[Task objective] Extract the rows below verbatim, starting with their first line and stopping after the line that contains "column 438, row 107".

[Begin Given data]

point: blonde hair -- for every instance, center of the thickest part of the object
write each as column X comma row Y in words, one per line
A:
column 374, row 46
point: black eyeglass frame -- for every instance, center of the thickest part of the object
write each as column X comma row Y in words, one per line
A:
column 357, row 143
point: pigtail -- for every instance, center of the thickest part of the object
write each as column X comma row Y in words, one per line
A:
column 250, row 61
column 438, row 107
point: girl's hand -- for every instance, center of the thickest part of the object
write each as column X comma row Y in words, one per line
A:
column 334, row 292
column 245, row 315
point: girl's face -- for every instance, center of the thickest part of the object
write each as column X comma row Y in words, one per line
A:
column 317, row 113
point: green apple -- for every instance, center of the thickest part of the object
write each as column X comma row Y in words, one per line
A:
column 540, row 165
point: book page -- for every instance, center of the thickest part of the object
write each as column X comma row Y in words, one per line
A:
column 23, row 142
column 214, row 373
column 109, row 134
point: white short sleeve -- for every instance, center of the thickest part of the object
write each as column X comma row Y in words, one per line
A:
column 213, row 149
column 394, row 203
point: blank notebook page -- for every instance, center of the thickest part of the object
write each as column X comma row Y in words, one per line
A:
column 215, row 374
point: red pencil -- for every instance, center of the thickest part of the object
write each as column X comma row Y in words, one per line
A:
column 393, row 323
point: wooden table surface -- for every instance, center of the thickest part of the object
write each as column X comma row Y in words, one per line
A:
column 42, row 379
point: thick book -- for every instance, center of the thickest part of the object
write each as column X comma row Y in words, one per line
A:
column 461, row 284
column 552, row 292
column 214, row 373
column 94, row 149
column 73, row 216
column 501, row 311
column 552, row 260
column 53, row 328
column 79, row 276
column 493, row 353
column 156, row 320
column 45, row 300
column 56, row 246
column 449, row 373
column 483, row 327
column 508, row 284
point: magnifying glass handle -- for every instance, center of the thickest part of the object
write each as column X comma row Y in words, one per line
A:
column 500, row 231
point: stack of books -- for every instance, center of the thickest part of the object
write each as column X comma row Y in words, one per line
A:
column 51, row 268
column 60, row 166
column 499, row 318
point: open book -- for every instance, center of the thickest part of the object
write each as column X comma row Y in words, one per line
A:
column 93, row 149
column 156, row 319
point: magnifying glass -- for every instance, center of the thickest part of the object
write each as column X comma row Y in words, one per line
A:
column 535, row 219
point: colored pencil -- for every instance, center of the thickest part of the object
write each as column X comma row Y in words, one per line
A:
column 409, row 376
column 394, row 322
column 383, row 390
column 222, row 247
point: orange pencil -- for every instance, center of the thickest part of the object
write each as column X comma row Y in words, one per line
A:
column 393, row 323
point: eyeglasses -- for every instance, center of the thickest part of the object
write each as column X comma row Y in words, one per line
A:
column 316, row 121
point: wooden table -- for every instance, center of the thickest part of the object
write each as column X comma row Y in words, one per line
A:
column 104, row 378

[End Given data]

[Reply to the exercise]
point: blonde hair -- for every instance, center of the thickest part of the object
write each as column X comma row Y in words, one per line
A:
column 374, row 46
point: black eyeglass frame -- for every instance, center of the thickest part of the object
write each as column X comma row Y in words, one per line
A:
column 357, row 143
point: pigtail -- for every instance, center of the thickest part of the object
write each as column X comma row Y in words, one per line
A:
column 250, row 61
column 438, row 107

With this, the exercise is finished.